▶ **Text segment**

In addition to the PV modules, you must purchase balance-of-system (BOS) equipment. This includes battery charge controllers, batteries, inverters (for loads requiring alternating current), wires, conduit, a grounding circuit, fuses, safety disconnects, outlets, metal structures for supporting the modules, and any additional components that are part of the PV system. Below, we’ll discuss PV and BOS configurations first for loads requiring direct current, then for loads needing alternating current.
Note that, in many systems, the cost of BOS equipment can equal or exceed the cost of the PV modules. When examining the costs of PV modules, remember that these costs do not include the cost of BOS equipment. Ask your PV dealer about the BOS equipment required by your system.
Charge Controller. The charge controller regulates the flow of electricity from the PV modules to the battery and the load. The controller keeps the battery fully charged without overcharging it. When the load is drawing power, the controller allows charge to flow from the modules into the battery, the load, or both. When the controller senses that the battery is fully charged, it stops the flow of charge from the modules. Many controllers will also sense when loads have taken too much electricity from batteries and will stop the flow until sufficient charge is restored to the batteries. This last feature can greatly extend the battery’s lifetime.

▶ **Information**
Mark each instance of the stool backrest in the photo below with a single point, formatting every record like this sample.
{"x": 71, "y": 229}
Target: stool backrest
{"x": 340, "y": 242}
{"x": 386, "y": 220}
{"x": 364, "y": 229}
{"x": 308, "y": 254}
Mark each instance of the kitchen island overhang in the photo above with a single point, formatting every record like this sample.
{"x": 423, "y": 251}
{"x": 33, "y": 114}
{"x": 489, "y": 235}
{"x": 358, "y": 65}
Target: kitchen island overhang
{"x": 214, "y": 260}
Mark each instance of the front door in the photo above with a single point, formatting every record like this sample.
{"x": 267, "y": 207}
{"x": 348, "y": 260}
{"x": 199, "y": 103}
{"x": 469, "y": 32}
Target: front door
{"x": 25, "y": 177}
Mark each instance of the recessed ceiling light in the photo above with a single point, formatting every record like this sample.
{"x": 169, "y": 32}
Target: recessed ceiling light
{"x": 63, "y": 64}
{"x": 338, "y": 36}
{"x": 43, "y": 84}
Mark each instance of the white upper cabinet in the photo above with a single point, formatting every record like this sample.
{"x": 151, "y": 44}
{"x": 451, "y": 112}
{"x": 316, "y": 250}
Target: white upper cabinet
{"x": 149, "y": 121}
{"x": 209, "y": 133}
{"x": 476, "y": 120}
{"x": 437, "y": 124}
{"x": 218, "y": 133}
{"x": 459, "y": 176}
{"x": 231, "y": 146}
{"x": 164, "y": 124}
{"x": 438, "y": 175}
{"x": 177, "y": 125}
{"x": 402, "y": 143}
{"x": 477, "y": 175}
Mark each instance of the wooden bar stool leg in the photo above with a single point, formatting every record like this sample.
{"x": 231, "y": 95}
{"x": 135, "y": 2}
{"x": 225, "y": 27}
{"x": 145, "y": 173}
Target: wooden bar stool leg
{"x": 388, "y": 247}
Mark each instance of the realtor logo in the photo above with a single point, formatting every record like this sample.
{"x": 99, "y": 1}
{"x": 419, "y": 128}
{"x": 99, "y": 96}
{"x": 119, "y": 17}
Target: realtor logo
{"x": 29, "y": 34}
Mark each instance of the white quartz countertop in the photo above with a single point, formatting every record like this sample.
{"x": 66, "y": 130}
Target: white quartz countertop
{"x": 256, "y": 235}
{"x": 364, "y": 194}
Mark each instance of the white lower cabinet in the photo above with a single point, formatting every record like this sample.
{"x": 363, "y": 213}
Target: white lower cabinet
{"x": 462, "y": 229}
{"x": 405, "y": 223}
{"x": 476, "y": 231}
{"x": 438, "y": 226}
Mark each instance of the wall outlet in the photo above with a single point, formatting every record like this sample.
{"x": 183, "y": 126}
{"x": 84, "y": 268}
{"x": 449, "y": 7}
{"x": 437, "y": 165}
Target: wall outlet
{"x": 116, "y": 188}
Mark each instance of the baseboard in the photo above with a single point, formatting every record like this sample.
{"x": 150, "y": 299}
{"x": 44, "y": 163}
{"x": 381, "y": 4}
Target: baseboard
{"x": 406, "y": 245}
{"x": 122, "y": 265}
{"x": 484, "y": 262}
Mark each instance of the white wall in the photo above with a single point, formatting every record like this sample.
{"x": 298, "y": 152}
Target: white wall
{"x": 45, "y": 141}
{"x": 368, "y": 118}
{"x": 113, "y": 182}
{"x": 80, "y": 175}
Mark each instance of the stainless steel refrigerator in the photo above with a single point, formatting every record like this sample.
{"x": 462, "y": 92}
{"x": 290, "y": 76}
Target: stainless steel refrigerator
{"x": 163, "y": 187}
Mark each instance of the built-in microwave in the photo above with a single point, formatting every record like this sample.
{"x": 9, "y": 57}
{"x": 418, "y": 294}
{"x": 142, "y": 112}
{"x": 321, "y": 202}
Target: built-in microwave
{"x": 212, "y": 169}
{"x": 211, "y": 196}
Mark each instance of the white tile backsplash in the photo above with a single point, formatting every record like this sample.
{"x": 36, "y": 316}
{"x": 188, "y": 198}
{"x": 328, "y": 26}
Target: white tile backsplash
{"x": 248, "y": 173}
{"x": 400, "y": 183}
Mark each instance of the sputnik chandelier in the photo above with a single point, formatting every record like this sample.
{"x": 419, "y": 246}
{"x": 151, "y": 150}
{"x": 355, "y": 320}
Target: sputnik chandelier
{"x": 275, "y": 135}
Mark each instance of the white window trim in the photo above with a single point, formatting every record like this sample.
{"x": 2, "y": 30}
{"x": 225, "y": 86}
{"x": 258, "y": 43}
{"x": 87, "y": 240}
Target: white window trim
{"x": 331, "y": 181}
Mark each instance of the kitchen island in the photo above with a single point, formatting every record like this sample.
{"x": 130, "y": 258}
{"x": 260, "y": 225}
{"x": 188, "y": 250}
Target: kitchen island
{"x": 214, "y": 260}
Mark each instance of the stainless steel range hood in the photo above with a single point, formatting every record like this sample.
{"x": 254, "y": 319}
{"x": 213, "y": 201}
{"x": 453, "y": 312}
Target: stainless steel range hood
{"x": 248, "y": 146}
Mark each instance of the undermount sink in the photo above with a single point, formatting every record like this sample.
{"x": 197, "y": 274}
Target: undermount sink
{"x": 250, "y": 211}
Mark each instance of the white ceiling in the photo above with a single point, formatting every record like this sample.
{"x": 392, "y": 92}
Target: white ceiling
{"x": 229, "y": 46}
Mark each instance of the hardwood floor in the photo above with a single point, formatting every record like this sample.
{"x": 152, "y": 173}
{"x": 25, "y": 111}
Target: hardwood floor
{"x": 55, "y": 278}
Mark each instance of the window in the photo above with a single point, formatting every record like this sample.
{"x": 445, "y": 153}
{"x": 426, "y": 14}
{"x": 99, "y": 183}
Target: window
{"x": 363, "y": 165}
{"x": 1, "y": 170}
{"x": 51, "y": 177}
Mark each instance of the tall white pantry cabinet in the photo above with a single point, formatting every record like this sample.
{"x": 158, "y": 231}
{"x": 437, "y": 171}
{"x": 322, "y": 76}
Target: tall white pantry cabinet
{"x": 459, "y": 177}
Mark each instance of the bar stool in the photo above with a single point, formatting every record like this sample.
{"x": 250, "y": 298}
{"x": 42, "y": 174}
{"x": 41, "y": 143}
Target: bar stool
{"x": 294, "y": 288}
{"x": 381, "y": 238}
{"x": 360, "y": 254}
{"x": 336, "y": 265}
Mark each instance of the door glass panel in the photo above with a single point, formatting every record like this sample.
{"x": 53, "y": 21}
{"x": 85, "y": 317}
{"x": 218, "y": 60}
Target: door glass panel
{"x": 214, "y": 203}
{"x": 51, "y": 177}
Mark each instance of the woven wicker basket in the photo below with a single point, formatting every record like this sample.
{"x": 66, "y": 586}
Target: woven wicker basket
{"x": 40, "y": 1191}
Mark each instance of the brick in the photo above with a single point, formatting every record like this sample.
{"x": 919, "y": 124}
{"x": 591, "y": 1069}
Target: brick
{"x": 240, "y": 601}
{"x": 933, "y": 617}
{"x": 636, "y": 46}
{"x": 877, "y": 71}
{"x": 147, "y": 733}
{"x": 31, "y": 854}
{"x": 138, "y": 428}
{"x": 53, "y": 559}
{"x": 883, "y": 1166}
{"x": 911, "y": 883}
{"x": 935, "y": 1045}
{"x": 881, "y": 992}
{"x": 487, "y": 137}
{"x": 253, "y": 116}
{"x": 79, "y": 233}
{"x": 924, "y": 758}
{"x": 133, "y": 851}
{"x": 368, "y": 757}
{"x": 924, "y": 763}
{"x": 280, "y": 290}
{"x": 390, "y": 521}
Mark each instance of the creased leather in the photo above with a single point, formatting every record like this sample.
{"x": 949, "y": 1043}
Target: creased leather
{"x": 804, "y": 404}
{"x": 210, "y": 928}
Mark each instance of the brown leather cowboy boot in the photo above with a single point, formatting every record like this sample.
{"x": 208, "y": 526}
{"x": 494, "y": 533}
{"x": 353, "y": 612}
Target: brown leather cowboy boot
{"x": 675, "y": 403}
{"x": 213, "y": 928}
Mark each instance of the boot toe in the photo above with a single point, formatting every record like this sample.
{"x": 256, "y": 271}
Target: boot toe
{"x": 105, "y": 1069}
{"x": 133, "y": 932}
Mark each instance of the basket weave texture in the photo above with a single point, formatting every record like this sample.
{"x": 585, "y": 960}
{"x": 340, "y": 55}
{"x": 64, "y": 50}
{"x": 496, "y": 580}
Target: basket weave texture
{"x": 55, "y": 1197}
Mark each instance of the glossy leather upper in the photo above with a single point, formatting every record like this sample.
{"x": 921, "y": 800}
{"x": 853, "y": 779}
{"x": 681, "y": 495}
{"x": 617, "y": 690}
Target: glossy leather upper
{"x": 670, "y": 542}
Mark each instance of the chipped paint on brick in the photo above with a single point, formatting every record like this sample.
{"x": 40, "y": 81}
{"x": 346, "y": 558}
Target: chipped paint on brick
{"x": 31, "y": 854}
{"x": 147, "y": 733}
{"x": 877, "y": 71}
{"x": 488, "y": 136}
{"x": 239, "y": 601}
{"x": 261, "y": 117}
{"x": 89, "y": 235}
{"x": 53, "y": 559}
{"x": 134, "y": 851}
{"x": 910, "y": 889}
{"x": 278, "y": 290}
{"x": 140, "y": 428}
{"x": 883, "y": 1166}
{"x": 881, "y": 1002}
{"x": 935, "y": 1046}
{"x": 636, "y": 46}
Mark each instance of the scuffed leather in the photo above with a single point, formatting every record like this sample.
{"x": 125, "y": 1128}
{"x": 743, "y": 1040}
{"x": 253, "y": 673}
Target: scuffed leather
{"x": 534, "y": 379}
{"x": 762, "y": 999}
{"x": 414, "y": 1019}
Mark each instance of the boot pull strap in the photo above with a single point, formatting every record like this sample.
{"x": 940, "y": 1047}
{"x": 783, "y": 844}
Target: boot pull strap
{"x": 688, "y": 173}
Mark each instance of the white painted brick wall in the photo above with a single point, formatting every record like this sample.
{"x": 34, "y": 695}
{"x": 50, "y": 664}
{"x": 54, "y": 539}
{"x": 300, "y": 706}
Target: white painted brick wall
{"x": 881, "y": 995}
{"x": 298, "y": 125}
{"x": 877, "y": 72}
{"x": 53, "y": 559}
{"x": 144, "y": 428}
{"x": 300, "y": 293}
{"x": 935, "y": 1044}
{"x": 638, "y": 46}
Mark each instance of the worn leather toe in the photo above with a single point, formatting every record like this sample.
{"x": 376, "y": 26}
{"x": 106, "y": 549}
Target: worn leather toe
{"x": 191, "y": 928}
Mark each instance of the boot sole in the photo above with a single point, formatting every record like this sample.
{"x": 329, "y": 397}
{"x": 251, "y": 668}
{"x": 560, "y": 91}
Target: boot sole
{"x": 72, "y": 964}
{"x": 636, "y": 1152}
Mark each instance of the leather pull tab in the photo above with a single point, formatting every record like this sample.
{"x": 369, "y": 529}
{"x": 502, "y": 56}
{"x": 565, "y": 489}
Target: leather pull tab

▶ **What the task asks**
Reproduce the passage of the balance-of-system text above word for word, starting with "In addition to" and going on through "needing alternating current.".

▶ **The answer**
In addition to the PV modules, you must purchase balance-of-system (BOS) equipment. This includes battery charge controllers, batteries, inverters (for loads requiring alternating current), wires, conduit, a grounding circuit, fuses, safety disconnects, outlets, metal structures for supporting the modules, and any additional components that are part of the PV system. Below, we’ll discuss PV and BOS configurations first for loads requiring direct current, then for loads needing alternating current.